## Selected extract:
[Start of Attachment]

Conclusions: The HFWR questionnaire has demonstrated three-factor structure validity in the DRF population. DRF has a significant short-term impact on HFWR and recovers in three months. Clinicians and patients acknowledge that integrating HFWR into rehabilitation is beneficial but was not a major focus for either the clinician or the expectation of the patients. However, there are challenges in integrating HFWRs into rehabilitation due to the unfavourable working environment, the financial constraints of the patient, and limited time.

Keywords: activities of daily living, function, clinicians, distal radius fracture, sex, gender, factor analysis, life roles.

Summary for Lay Audience

A wrist fracture is a common upper limb fracture, leading to difficulties in fulfilling life roles, especially caring for family members, meal preparation, indoor and outdoor cleaning, doing laundry and earning income.

This thesis aimed to understand the impact of wrist fractures on home and family work roles (HFWRs) and the recovery of those tasks following a wrist fracture. Additionally, Patients and clinicians were interviewed to explore their experiences and opinions on addressing and incorporating HFWRs into rehabilitation.

[End of Attachment]

## Entries shown:
[Start of Attachment]

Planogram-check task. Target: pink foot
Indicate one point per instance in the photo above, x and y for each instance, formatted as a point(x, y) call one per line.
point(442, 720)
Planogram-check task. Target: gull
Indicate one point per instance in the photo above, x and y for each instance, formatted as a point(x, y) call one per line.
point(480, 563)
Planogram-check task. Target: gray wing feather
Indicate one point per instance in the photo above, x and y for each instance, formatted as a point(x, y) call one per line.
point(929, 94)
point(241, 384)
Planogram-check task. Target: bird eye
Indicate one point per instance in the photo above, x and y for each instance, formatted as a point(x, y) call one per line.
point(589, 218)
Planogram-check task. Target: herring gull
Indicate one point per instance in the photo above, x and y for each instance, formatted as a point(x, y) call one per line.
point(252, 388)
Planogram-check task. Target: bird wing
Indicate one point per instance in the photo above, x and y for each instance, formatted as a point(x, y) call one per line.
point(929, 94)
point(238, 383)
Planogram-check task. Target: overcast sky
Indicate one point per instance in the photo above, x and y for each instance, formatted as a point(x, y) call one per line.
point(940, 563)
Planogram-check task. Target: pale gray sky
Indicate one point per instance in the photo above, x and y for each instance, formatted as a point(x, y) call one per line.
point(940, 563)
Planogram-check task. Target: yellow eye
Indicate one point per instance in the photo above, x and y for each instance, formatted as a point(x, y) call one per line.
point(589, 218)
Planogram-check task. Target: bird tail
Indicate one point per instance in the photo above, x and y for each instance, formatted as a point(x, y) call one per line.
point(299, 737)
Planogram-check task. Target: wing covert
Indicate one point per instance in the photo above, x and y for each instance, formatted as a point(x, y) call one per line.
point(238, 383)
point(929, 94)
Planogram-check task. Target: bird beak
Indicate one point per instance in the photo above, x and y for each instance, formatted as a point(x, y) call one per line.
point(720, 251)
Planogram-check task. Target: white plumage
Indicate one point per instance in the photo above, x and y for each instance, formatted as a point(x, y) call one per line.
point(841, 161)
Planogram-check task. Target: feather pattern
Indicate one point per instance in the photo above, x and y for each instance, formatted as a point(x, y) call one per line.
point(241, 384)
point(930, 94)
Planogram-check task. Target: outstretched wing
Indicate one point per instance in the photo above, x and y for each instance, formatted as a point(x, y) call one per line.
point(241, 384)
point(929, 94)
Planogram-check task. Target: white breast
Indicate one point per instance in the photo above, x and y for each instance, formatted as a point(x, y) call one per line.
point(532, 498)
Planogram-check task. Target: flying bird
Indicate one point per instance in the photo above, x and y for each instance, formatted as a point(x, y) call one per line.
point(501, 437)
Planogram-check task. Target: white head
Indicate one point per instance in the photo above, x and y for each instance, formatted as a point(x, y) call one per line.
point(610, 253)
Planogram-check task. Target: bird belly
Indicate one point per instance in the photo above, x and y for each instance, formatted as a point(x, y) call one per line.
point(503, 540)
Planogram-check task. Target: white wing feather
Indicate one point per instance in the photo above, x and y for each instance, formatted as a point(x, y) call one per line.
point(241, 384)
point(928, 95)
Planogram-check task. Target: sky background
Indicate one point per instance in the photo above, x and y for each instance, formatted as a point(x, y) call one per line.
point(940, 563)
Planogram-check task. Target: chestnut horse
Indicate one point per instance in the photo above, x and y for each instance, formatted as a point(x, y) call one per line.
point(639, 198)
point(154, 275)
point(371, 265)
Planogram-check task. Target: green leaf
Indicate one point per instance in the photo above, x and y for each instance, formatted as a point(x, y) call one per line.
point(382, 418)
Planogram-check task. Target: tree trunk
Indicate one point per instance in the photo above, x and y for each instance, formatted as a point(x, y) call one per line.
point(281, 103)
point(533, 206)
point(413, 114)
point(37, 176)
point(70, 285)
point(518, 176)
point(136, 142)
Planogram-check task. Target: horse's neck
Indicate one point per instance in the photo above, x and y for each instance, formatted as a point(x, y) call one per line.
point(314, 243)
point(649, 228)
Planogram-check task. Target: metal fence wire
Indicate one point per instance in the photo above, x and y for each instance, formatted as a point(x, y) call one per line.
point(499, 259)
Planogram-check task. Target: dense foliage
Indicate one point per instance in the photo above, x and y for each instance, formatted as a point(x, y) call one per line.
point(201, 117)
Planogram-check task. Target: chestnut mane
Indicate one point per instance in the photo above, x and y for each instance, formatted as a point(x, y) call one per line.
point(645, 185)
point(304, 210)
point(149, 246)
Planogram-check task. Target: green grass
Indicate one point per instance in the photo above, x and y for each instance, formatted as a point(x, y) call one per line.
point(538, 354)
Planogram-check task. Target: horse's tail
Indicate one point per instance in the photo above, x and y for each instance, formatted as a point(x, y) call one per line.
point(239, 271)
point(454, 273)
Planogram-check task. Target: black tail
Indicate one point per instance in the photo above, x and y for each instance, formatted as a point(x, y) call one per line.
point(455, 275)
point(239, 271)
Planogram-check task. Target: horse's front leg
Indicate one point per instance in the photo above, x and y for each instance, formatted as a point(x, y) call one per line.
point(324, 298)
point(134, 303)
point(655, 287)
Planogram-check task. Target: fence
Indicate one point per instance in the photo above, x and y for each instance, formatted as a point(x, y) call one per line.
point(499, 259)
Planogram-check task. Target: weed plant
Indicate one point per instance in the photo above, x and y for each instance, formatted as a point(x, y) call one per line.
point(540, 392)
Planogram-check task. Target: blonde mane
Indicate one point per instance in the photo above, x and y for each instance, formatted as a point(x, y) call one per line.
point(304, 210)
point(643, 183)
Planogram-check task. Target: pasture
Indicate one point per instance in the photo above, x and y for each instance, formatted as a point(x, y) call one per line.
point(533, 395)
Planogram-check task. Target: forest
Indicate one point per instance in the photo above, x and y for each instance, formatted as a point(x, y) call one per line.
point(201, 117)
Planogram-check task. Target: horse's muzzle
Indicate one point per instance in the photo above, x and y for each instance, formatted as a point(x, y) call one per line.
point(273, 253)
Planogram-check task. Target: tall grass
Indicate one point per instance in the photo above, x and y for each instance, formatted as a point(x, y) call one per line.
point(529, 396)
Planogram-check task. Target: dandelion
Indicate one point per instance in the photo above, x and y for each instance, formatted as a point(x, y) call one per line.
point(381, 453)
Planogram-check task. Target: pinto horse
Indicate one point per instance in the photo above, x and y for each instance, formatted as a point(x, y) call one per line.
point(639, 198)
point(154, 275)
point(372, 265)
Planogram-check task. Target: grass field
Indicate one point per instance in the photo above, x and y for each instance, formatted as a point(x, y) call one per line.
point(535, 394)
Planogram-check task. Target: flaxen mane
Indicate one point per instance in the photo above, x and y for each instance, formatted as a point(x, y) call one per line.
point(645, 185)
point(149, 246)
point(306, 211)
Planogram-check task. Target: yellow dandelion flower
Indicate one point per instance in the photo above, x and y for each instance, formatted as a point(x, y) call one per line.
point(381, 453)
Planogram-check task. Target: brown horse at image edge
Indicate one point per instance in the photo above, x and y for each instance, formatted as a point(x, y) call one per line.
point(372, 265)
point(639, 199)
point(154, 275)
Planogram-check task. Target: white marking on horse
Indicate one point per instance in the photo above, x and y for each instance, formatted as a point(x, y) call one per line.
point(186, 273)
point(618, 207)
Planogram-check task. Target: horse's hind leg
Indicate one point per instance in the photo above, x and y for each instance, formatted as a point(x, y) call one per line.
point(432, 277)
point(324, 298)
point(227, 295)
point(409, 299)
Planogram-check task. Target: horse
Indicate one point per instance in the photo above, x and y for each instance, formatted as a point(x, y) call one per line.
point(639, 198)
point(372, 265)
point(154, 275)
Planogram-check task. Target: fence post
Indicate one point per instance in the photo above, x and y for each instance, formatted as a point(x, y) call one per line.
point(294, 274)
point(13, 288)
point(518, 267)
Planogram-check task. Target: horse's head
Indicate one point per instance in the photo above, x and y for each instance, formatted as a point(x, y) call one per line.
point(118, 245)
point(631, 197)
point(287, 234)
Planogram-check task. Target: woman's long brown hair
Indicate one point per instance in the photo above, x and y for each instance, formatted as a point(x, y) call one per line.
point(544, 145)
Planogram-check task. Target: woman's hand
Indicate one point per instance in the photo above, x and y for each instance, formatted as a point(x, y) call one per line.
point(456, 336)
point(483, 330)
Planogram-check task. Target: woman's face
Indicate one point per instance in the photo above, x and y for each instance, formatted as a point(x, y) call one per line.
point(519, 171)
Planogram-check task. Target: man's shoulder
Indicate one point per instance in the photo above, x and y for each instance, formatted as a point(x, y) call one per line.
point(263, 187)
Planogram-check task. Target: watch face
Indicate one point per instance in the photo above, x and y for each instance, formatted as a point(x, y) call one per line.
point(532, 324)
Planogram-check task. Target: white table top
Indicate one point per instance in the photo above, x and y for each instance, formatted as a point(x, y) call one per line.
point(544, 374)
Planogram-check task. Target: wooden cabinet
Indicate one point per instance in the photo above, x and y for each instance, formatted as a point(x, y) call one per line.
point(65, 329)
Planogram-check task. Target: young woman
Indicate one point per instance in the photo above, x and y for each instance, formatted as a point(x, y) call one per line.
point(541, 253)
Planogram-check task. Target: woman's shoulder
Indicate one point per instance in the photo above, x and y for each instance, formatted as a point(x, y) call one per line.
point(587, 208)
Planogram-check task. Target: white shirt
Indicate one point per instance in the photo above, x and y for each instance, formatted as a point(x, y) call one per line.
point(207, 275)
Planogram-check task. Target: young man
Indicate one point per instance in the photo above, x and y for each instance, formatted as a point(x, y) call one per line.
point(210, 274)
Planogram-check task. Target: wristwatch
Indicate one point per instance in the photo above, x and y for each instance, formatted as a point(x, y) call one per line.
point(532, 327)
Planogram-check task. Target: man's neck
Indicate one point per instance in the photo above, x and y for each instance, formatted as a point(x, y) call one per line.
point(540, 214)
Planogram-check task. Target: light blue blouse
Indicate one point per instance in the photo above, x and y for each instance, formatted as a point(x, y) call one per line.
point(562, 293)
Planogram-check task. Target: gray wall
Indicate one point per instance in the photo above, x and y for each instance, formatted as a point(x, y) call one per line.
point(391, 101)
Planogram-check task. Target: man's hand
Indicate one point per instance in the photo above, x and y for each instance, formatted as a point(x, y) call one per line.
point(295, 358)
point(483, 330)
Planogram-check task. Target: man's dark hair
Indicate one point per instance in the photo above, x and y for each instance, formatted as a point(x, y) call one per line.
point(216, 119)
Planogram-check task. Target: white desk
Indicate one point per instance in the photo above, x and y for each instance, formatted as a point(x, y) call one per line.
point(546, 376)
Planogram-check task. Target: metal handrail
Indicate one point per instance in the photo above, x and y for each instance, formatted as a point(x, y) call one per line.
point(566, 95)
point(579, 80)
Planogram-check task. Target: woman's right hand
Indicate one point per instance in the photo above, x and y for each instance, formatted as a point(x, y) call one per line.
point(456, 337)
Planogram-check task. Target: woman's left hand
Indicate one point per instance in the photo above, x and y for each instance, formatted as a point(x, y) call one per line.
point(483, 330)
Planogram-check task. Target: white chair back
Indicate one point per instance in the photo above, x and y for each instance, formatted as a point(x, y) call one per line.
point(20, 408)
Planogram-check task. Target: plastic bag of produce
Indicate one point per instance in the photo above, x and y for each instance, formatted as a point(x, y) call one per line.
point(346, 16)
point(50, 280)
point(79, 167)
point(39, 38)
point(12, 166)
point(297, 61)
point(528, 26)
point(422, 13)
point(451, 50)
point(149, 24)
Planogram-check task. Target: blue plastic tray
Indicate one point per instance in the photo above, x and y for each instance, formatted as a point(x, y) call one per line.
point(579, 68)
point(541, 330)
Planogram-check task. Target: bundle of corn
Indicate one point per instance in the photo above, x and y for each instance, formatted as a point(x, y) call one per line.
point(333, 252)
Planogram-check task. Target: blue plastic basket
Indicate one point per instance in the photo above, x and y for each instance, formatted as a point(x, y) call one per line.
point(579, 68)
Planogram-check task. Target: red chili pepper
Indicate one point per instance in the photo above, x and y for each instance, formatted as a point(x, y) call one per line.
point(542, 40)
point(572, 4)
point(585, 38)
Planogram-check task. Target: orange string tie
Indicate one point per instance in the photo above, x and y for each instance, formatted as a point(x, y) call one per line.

[End of Attachment]

## How to complete this task:
Reproduce the passage from the wrist fracture text word for word, between "This thesis aimed" and "HFWRs into rehabilitation.", inclusive.

## Task solution:
This thesis aimed to understand the impact of wrist fractures on home and family work roles (HFWRs) and the recovery of those tasks following a wrist fracture. Additionally, Patients and clinicians were interviewed to explore their experiences and opinions on addressing and incorporating HFWRs into rehabilitation.